Items from a data source
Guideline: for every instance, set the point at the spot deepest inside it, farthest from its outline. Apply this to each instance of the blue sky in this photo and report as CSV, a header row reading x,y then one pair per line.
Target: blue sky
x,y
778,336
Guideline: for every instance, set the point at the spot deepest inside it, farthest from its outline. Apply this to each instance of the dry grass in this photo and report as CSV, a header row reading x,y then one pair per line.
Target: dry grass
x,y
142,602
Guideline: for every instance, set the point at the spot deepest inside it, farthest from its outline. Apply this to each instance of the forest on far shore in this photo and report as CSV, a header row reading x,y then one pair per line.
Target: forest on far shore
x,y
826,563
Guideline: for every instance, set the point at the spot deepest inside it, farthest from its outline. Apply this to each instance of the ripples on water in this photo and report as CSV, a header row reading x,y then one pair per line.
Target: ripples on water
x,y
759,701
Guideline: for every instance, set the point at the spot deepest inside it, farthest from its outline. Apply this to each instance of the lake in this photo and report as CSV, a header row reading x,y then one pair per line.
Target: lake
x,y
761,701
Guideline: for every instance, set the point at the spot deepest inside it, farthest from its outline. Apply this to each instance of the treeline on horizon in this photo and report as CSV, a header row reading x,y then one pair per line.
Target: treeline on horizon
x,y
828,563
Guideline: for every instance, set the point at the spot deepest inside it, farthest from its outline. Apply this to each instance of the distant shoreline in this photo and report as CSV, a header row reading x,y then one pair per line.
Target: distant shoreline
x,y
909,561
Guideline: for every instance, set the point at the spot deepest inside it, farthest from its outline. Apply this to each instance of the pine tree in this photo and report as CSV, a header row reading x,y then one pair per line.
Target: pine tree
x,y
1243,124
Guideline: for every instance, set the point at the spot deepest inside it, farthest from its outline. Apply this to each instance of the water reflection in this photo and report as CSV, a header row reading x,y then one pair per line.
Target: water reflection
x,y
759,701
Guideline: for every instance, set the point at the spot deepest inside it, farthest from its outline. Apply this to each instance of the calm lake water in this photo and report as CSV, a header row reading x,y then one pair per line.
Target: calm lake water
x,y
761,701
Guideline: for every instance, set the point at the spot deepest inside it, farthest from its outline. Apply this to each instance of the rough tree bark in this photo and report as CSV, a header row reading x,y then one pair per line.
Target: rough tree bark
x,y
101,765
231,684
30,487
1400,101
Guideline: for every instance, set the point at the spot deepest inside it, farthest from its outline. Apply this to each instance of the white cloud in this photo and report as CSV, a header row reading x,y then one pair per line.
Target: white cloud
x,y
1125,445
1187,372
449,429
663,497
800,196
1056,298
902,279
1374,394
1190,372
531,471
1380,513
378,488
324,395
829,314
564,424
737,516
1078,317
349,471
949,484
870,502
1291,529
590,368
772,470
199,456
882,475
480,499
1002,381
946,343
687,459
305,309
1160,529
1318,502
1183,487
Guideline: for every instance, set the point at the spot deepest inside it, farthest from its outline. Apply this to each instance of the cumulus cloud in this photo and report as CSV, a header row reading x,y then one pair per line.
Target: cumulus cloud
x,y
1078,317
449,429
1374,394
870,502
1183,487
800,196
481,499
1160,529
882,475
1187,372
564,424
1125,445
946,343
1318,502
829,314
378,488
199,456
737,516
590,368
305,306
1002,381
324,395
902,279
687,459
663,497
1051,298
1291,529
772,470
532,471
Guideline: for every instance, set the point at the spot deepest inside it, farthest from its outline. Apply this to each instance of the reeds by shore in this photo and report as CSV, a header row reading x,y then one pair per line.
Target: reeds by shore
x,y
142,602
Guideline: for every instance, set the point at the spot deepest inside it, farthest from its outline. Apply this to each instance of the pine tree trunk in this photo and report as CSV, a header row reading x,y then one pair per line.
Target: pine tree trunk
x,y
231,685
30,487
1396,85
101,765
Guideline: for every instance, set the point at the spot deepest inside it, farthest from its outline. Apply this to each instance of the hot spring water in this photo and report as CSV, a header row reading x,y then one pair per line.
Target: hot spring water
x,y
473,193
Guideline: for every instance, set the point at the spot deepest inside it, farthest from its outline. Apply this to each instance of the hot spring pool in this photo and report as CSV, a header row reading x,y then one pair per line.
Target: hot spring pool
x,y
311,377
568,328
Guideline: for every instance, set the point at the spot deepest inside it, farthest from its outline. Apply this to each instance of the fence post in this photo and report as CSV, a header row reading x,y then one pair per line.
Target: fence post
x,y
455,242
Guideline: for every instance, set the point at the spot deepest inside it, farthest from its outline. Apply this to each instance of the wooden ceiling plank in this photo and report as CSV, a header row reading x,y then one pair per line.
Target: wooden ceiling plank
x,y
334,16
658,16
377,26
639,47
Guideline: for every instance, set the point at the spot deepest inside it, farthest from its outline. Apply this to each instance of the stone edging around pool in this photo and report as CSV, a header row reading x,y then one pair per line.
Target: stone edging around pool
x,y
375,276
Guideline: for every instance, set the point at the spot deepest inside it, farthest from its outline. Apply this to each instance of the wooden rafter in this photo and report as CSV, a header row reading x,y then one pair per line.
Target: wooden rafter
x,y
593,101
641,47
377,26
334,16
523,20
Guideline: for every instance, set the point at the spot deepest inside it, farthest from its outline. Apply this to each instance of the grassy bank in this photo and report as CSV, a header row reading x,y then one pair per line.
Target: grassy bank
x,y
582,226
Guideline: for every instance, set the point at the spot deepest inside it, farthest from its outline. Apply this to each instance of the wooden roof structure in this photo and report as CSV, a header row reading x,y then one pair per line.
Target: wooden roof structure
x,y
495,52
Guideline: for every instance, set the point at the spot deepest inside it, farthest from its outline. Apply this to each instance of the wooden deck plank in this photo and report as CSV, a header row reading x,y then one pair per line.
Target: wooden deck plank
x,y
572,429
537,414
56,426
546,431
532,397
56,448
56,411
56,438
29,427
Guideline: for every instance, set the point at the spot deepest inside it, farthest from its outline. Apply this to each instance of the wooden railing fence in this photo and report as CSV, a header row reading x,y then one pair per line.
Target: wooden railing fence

> _To do_:
Write out every line of the records exactly.

> _Task solution_:
Guideline: for every instance, set the point at the spot deepest inside it, farthest from its outline. Apply this to each instance of the blue sky in this photo and report as CSV, a header row reading x,y then one pair per line.
Target: blue sky
x,y
778,336
Guideline: for every instance, set the point at the spot deepest inside it, farthest from its outline. Apply this to each instance of the dry grass in this photo and report as CSV, a header row reading x,y then one pair per line.
Target: dry grass
x,y
142,602
Guideline: for every instance, set the point at the spot deepest inside it, farthest from its outline. Apply this to each instance of the forest on far shore in this photo and report as CSV, a header row reading x,y then one pair per line.
Target: forest on far shore
x,y
826,563
Guideline: for every instance, set the point at the spot deepest inside it, farthest from its outline. Apply this to each instance of the ripples on water in this photo and report as CSV, a header row reading x,y then one pair per line.
Target: ripples on water
x,y
759,701
Guideline: for every instance, set the point at the spot deepest inside it, farthest from its outline. Apply this to each instance of the lake in this photo and report as CSV, a header row reading x,y then one pair per line.
Target: lake
x,y
761,701
Guideline: for every instance, set the point at the spot deepest inside it, farthest from its outline. Apply this to each instance of the treeline on horizon in this photo and report as CSV, a header row reading x,y then one pair per line.
Target: treeline on horizon
x,y
828,563
Guideline: for every instance, set the point at the spot deepest inside it, farthest from its outline. Apply this to each instance of the distant shoreline in this photo and report as CSV, a header row reading x,y then one pair per line.
Target: distant shoreline
x,y
909,561
Guideline: for every instance, set the point at the spot deepest inside it, farthest from its outline. Apply this to each instance of the pine tree in this photo and report as CSV, a header row reading x,y then one pair per line.
Target: pine tree
x,y
1243,124
Guideline: for every instance, set the point at the spot deepest inside it, farthest from its outline. Apply this to each instance of the water reflection in this photo and report as CSV, a header row reading x,y then one pair per line.
Target: water reflection
x,y
759,701
Guideline: for every instance, set the point at the spot deepest inside it, farthest from its outline. Apply this to each instance of the calm lake water in this photo and report as CSV, a header row reading x,y then one pair per line.
Target: calm lake water
x,y
761,701
Guideline: for every instance, set the point at the spot deepest inside it, farthest from its outline. Apply this to each instance of the rough tree bark in this photo and report as CSV, a header row reading x,y then one pair per line.
Target: rough tree bark
x,y
101,765
231,684
30,487
1400,101
Guideline: for every instance, set the point at the spot deepest inside it, farthest from its outline. Apply this to each instance of the white cloud in this photo and report as CSV, a header row reading x,y then one pair per line.
Target: white cloud
x,y
1125,445
1187,372
449,429
663,497
800,196
1056,298
902,279
1374,394
1190,372
531,471
1380,513
378,488
324,395
829,314
564,424
737,516
1078,317
349,471
949,484
870,502
1291,529
590,368
772,470
199,456
882,475
480,499
1002,381
946,343
687,459
305,309
1160,529
1318,502
1183,487
Guideline: for every instance, set the point at the spot deepest inside it, farthest from its outline. Apply this to each instance of the cumulus cloud in this photo and report as CSV, a header row reading x,y then one pair per line.
Target: cumulus cloud
x,y
1078,317
449,429
1374,394
870,502
1183,487
800,196
481,499
1160,529
882,475
1187,372
564,424
1125,445
946,343
1318,502
829,314
378,488
199,456
737,516
590,368
305,306
1002,381
324,395
902,279
687,459
663,497
1051,298
1291,529
772,470
532,471
Guideline: for every instance, set the point at the spot deepest inside it, farthest from its outline. Apply this to each instance of the reeds by shore in this photo and report as CSV, a header row reading x,y then one pair per line.
Target: reeds by shore
x,y
142,602
Guideline: for every instance, set the point at the spot deepest inside it, farthest from its outline. Apply this to each instance of the pine tree trunk in this photo and report as CSV, a header row reading x,y then one pair per line.
Target: pine tree trunk
x,y
231,685
30,487
1396,85
101,765
Guideline: for every instance, set the point at the spot deepest inside it, farthest from its outline. Apply this to each instance of the hot spring water in this photo and report as CSV, a header row reading x,y then one pair per line.
Target: hot spring water
x,y
473,193
Guideline: for every instance, set the point at the spot deepest inside it, farthest from its outline. Apply this to each instance of the hot spring pool in this photo and report as CSV, a header row reading x,y then one pair per line.
Target: hot spring pool
x,y
311,377
568,328
Guideline: for every instance, set the point at the spot deepest inside it, farthest from its outline. Apply this to each instance of the fence post in this photo and report as CSV, a header row reading x,y then one pair per line.
Target: fence post
x,y
455,242
Guideline: for every instance, set the point at the spot deepest inside it, farthest from its outline. Apply this to each instance of the wooden ceiling plank in this photo and report as CSV, a header row reading x,y then one pair per line.
Target: wooden ceiling plank
x,y
334,16
658,16
377,26
639,47
Guideline: for every instance, set the point at the spot deepest inside it, farthest from its outline. Apply this to each instance of the stone edging around pool in this photo and report as CSV, a header row reading x,y then one pair per line.
Target: stone edging around pool
x,y
375,276
Guideline: for every instance, set the point at the spot deepest inside it, farthest from its outline. Apply this to each instance of the wooden rafter in this photo and report as CSV, a header row reading x,y then one pair per line.
Target: wooden rafter
x,y
593,101
641,47
377,26
334,16
523,20
Guideline: for every instance, set the point at the spot deepest inside it, farthest from its outline. Apply this to each instance of the grassy bank in this photo and report as CSV, a header row reading x,y then one pair per line.
Target: grassy bank
x,y
582,226
Guideline: for every instance, set the point at the spot deepest inside it, farthest from its outline. Apply this to each instance of the wooden roof structure in this photo and report as CSV, a header row reading x,y then one pair per line.
Target: wooden roof structure
x,y
495,52
Guideline: for every instance, set the point at the spot deepest inside it, farthest from its outline. Apply this to each instance of the wooden deck plank in this photo and report as CSV, a header row reading x,y then one pair per line.
Target: wooden deck plank
x,y
572,429
537,414
56,426
546,431
532,397
56,448
56,411
56,438
29,427
Guideline: for every instance, set the point at the spot deepest inside it, farthest from its outline. Apply this to each instance of the wooden railing fence in this photo and report as CSV, a header row reading x,y then one pair per line.
Target: wooden railing fence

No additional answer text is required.